WORK INSTRUCTION: Update the stretch of the forum discussion on the singularity from "but as LMNO" through "whatever it is.", replacing "couch-potatoes" with "spectators".

QUOTED PASSAGE:
########
Information content is defined as the inability to predict what comes next (in information theory -- this REALLY doesn't jive with the way most people view information because most people link it with meaning. When somebody tells you that a Dan Brown novel has less information than a single page of line noise, most people will say you're bullshitting). So, the singularity could be defined in terms of the information content of the immediate future zooming close to infinity, since the predictability zooms close to zero. Now, amusingly enough, we consider the agents of the singularity to be intelligences -- which mostly function by taking information, ignoring bits of it, and organizing the remainder into patterns (and thereby causing there to be LESS information).
Quote from: Cramulus on January 05, 2010, 07:16:12 PM
I always thought the singularity referred to something new, some new type of organization or some unique locus of motion.
it does. and part of the deal is that you can't know what it will be like before it happens. it's practically in the definition of it, at least the way I understand it.
whether you will know after, or during it happens, I couldn't say.
but as LMNO says, it does bring up an interesting point, what if it kind of sucks :) well, TBH, when I first heard about the singularity I wasn't really expecting it to be pretty or anything. the first thought I popped into my mind was something like machine (technology) enslaving humanity, Terminator/Matrix style. but instead of hunting down humans, or putting them into batteries, epecially in the latter scenario, in the whole matrix idea, it would make a whole lot more sense to just turn humans into ultimate couch-potatoes, if you somehow were to want to harvest their whatever it is.
I mean, it
could be all pretty and everyone gets enlightened and shit, but it could also not. It could go either way. And the way we are currently going, is not really pointing anywhere in favour of the pretty enlightened happy fun time singularity, you know?
Also, ENKI, what you are talking about is called
information entropy, hence the confusion about your comparison between a novel and line noise. The word "information" itself has quite a number of meanings, so if you want to be specific about it, use the term coined by mr Claude Shannon (http://cm.bell-labs.com/cm/ms/what/shannonday/shannon1948.pdf).
Also, when being precise about those terms, I don't quite understand how the thing you say follows from information theory. Because, well, for starters, there is no such thing as infinite information entropy, it goes on a scale from zero to one, with zero being absolute predictability and one being complete randomness. And your statement about agents of the singularity, is where you kind of lost me in speculation.
Quote from: Triple Zero on January 05, 2010, 09:22:42 PM
Also, ENKI, what you are talking about is called information entropy, hence the confusion about your comparison between a novel and line noise. The word "information" itself has quite a number of meanings, so if you want to be specific about it, use the term coined by mr Claude Shannon (http://cm.bell-labs.com/cm/ms/what/shannonday/shannon1948.pdf).
########
RAW DATA:
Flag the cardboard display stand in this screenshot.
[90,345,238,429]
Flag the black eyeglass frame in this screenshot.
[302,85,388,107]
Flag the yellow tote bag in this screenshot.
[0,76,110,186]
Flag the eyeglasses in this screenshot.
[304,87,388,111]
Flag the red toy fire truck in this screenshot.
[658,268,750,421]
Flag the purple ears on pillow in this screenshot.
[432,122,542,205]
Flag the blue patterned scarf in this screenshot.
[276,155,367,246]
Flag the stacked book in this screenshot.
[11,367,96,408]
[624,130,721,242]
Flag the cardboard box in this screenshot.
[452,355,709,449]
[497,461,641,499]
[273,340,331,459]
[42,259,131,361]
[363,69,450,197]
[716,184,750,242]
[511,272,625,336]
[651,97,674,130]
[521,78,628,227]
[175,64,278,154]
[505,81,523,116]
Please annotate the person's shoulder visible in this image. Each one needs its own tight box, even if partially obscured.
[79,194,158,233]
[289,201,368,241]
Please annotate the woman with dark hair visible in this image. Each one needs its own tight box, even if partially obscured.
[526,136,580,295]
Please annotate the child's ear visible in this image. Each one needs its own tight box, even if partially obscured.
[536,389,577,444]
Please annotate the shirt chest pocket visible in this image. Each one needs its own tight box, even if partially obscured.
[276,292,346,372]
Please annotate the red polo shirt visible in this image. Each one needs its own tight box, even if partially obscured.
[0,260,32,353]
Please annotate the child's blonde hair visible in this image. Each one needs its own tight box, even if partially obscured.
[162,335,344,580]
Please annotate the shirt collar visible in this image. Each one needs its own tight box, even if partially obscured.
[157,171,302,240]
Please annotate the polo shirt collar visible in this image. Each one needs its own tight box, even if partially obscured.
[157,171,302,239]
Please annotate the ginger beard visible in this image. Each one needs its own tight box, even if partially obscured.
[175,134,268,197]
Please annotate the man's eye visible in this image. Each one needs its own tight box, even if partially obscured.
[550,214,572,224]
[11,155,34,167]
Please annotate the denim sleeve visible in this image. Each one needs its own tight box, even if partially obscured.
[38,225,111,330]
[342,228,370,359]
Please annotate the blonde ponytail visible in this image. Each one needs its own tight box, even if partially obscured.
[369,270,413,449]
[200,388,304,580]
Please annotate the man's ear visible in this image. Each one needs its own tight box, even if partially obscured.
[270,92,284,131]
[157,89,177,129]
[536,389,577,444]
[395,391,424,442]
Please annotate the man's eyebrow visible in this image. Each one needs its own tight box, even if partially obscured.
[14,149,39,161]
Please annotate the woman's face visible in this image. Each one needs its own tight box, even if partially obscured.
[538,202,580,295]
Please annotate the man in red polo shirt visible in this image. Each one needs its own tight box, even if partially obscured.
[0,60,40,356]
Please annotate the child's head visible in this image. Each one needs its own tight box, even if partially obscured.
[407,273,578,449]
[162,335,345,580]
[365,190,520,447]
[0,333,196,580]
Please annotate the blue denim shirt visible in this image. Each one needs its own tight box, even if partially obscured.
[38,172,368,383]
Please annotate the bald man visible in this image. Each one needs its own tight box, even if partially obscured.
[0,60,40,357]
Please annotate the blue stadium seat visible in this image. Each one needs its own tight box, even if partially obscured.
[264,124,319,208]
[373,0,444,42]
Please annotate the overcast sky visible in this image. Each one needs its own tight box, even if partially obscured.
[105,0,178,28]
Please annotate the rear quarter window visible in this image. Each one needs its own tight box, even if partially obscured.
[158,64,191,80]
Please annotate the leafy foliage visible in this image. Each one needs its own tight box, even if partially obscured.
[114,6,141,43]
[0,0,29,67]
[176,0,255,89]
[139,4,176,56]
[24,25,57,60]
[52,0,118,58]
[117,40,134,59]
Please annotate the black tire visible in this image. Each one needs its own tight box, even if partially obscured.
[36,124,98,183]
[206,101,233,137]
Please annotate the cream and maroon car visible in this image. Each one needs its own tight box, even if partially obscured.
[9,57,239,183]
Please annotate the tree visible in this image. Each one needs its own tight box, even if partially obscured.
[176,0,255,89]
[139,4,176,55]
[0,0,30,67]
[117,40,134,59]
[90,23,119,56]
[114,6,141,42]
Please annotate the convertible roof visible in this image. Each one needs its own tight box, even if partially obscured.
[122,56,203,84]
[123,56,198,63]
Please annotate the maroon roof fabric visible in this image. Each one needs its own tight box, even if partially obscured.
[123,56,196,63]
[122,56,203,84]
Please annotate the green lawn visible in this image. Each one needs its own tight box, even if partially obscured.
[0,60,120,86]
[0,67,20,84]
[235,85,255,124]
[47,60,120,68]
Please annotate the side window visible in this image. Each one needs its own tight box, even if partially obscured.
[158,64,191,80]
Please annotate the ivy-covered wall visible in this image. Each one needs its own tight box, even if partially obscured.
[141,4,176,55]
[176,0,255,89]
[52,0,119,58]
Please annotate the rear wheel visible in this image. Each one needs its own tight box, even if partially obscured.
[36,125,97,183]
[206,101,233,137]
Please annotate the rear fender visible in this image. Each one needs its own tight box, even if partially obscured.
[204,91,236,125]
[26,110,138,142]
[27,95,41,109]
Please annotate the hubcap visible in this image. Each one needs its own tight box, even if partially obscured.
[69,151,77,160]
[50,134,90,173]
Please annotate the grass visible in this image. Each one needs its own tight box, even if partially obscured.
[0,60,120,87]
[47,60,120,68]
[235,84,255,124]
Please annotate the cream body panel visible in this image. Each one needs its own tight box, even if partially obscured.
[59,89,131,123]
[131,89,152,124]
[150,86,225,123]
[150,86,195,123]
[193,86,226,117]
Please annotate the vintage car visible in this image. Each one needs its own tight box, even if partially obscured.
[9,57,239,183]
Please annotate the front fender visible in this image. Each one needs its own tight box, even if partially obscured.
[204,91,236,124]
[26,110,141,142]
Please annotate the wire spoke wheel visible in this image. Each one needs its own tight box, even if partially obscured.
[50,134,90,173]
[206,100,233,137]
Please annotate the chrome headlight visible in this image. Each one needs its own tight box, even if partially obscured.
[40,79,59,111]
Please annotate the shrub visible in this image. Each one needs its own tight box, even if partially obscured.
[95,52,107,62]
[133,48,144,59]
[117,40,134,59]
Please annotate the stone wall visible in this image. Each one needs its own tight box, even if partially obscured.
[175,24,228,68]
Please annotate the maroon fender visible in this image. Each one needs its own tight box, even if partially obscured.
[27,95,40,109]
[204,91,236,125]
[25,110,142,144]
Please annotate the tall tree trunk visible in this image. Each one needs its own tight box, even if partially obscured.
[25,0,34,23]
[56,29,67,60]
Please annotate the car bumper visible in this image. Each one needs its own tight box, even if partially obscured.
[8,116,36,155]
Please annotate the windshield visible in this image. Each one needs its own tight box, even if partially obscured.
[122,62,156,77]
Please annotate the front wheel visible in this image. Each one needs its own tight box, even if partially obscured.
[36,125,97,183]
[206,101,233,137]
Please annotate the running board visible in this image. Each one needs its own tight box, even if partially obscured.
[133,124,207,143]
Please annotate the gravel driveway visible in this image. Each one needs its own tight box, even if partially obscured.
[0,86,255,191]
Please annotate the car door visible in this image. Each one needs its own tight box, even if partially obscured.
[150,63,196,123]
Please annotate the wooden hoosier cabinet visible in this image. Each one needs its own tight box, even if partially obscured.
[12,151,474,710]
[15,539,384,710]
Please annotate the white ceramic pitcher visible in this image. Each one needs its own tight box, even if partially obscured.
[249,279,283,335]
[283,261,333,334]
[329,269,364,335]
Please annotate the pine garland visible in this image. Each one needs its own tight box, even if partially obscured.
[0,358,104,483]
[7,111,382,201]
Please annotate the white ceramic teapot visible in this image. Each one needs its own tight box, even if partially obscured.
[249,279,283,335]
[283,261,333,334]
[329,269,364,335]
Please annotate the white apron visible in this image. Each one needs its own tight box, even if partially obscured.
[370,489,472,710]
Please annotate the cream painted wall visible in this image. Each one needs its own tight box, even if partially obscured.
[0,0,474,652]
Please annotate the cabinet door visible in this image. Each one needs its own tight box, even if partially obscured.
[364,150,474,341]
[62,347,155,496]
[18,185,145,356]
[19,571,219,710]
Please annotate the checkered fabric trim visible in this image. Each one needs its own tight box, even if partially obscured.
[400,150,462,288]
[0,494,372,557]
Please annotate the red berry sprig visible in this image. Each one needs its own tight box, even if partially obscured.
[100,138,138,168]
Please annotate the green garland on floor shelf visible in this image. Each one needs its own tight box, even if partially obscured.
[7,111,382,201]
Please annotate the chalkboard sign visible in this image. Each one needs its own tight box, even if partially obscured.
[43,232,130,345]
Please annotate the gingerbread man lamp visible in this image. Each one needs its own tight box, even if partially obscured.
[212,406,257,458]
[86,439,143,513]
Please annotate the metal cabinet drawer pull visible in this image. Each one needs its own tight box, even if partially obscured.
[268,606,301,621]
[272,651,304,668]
########
FINISHED TASK:
but as LMNO says, it does bring up an interesting point, what if it kind of sucks :) well, TBH, when I first heard about the singularity I wasn't really expecting it to be pretty or anything. the first thought I popped into my mind was something like machine (technology) enslaving humanity, Terminator/Matrix style. but instead of hunting down humans, or putting them into batteries, epecially in the latter scenario, in the whole matrix idea, it would make a whole lot more sense to just turn humans into ultimate spectators, if you somehow were to want to harvest their whatever it is.